━━━ Extrait de page ━━━

8 Juin 2022
Pranam Swamiji
Je voudrais vous raconter ma première visite au Kriya Yoga Ashram de Bhubaneswar. Epoque privilégiée. Vous veniez en Europe depuis les années 1980, notamment en Allemagne, en France puis au Danemark. Lorsqu’en 1991, Serge et moi avec d’autres Kriyabans, nous avons créé l’association Kriya Yoga Sharanam, nous avions la grâce de vous accueillir en France deux fois par an. L’ashram de Rishikesh n’était pas encore sorti de terre, et n’était même pas à l’état de projet :
C’était le 12 février 1994, lorsque j’ai atterri la première fois en Inde.
J’avais reçu l’initiation à Paris en février 1991, quelques années après Serge. C’était la date anniversaire de ma nouvelle naissance et nous n’avions pas encore eu les moyens financiers de voyager ensemble jusqu’en Inde.
Mais ça y était ! Nous allions atterrir dans quelques minutes !
Assise près du hublot, j’observais avec ravissement toutes les petites lampes et réchauds à pétrole qui s’allumaient petit à petit. Une féérie de petites flammes jaunes en dessous de nos pieds. C’était l’heure de la puja du soir, et l’heure aussi du couvre-feu qui sévissait à l’époque dans toute l’inde, par soucis d’économiser l’énergie. L’Inde était un pays tout juste émergeant, et l’électricité n’allait pas dans tous les villages. Et même dans les grandes villes comme Delhi, il n’y avait plus d’électricité à l’heure de la puja. Les gens allumaient leurs lampes à pétrole, leurs réchauds, les petites lampes à huile qui vacillaient dans la nuit. C’était féérique. J’étais émerveillée comme une enfant. L’Inde me faisait rêver depuis toujours. Mais de savoir que Swamiji nous y attendait rendait ce rêve plus beau encore.
Nous avons atterri à l’International Airport of New Delhi. Rien à voir avec l’actuel aéroport super moderne. Nous descendions directement de l’avion sur le tarmac. Déjà l’humidité nous envahissait, quoique, nous restions bien couverts, car le mois de février, à Delhi n’est pas vraiment très chaud. Nous avons passé cette première nuit en Inde dans un hôtel, avec le petit groupe de Kriyabans français qui nous accompagnaient, car la connexion du vol pour Bhubaneswar n’avait lieu que le lendemain. Je crois même qu’il n’y avait qu’un seul vol par semaine pour Bhubaneswar.
A l’aéroport de Bhubaneswar, nous avons été royalement accueillis par Swamiji en personne, accompagné de Suddhama, du principal de Prabbhuji English Medium School ainsi que de quelques élèves qui nous offrirent des petits bouquets de fleurs en signe de bienvenue. Nous n’arrêtions pas de sourire. Heureux est un mot bien faible pour décrire la joie de retrouver notre Guruji. Swamiji restait très simple et naturel, extrêmement chaleureux, accueillant au-delà de toute espérance, comme une mère qui retrouve sa progéniture. Nous le connaissions bien, il venait en France depuis de nombreuses années déjà et nous avions déjà vécu de forts moments en sa présence, dans notre petit appartement à Paris où il séjournait le plus souvent. Mais, sur sa terre natale, nous nous sentions comme des rois et des reines. Nous étions les personnes les plus importantes au monde.

━━━ Lignes fournies ━━━

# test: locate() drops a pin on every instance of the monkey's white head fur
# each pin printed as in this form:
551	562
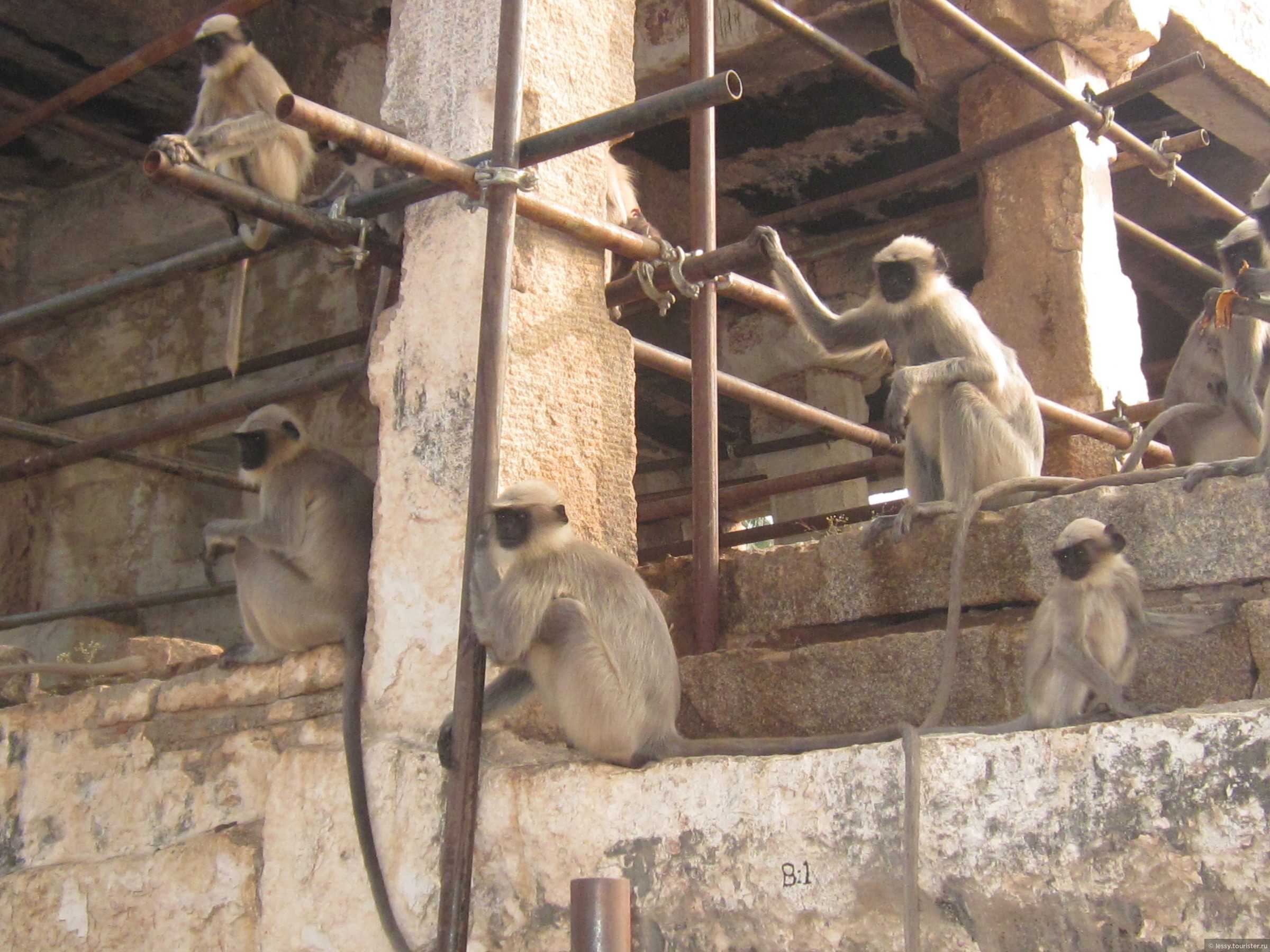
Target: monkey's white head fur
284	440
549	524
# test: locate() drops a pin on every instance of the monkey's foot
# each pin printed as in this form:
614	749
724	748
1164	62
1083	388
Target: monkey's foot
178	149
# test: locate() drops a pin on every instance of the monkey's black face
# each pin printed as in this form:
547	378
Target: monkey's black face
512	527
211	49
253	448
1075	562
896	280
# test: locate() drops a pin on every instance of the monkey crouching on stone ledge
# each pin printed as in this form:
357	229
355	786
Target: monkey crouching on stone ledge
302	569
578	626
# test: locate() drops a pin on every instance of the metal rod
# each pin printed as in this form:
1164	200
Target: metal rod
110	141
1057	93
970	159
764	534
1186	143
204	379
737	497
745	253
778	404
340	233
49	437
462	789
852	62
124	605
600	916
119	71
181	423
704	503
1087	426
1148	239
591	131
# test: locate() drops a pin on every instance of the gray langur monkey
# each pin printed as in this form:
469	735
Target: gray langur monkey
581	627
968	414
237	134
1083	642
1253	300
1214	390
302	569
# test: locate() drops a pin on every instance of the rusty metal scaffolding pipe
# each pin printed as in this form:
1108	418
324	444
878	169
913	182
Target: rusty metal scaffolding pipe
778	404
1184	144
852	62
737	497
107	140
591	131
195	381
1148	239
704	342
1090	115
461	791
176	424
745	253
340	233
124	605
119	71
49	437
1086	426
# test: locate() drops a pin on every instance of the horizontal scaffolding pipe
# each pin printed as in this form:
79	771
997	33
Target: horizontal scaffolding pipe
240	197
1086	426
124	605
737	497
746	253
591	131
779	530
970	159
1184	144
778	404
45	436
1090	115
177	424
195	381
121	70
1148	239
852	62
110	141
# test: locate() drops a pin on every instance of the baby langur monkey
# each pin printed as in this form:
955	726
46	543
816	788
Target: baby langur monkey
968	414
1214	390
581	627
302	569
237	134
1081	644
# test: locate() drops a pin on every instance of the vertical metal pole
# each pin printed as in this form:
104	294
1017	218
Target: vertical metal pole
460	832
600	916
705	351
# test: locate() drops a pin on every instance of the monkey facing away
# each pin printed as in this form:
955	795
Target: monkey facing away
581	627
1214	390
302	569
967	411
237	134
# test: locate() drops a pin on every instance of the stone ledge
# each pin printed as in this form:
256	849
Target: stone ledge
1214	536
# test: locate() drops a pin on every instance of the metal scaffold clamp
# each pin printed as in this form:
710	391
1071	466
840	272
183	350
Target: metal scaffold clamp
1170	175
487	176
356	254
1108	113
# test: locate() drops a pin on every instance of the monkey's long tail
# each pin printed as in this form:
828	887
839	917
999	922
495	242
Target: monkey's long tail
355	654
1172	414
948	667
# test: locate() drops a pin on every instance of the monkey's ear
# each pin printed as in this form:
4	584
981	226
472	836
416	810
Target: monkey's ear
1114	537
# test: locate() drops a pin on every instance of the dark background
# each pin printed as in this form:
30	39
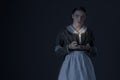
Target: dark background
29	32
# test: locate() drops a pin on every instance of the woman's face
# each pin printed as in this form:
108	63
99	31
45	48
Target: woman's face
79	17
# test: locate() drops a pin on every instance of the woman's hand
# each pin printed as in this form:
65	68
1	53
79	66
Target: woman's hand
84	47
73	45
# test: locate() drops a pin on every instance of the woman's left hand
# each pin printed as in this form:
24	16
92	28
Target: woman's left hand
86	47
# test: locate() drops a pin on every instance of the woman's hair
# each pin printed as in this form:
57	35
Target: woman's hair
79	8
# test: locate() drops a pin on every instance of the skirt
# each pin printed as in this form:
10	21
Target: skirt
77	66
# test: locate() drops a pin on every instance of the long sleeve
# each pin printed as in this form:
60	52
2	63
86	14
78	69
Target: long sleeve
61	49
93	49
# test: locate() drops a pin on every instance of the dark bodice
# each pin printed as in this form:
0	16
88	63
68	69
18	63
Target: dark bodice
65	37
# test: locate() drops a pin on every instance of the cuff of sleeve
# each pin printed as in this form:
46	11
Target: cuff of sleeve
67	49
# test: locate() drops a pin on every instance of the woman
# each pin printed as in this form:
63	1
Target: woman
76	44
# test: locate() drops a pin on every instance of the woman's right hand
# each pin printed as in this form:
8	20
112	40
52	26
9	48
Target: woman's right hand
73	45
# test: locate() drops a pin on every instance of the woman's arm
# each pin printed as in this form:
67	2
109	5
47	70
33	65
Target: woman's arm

━━━

» **Consigne**:
Traduisez en anglais cette phrase de l’extrait de page ci-dessus : « C’était le 12 février 1994, lorsque j’ai atterri la première fois en Inde. »

» **Réponse**:
It was February 12, 1994, when I first landed in India.